#### DATI ARCHIVIATI
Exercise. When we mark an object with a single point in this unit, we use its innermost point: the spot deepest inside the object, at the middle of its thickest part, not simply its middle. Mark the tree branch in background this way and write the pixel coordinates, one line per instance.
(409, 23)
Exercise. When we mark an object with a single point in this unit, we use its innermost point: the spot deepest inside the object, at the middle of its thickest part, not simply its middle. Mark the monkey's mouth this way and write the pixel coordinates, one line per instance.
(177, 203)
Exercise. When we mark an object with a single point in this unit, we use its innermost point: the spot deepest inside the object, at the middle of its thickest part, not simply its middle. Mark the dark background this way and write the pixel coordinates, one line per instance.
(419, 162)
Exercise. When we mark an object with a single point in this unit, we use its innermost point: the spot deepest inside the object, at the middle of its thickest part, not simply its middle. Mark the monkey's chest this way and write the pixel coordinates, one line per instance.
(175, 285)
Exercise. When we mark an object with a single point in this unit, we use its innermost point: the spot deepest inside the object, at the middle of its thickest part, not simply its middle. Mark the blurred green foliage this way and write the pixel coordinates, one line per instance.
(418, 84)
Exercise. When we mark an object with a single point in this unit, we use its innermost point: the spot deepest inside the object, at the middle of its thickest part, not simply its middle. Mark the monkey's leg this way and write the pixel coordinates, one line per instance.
==
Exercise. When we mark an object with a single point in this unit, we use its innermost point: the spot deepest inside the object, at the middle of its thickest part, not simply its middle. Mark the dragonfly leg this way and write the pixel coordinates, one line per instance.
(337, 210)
---
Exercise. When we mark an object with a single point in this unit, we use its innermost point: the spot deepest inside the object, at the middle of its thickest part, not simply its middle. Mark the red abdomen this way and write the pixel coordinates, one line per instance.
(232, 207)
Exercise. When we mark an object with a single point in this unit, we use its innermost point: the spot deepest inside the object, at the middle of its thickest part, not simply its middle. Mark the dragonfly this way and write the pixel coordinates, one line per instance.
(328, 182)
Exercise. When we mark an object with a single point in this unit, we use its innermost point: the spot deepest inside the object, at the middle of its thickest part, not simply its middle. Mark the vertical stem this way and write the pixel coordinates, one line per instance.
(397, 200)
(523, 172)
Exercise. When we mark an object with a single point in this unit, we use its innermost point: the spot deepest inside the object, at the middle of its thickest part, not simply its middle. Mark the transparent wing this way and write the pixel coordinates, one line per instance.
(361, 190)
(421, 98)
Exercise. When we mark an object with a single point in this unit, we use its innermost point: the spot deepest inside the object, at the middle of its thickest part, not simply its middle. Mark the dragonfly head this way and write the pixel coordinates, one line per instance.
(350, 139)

#### PROBLEMA DA RISOLVERE
Elenca, copiandole per intero, tutte le righe dei dati in cui compare la parola "wing".

#### RISPOSTA ALL'ESERCIZIO
Exercise. When we mark an object with a single point in this unit, we use its innermost point: the spot deepest inside the object, at the middle of its thickest part, not simply its middle. Mark the transparent wing this way and write the pixel coordinates, one line per instance.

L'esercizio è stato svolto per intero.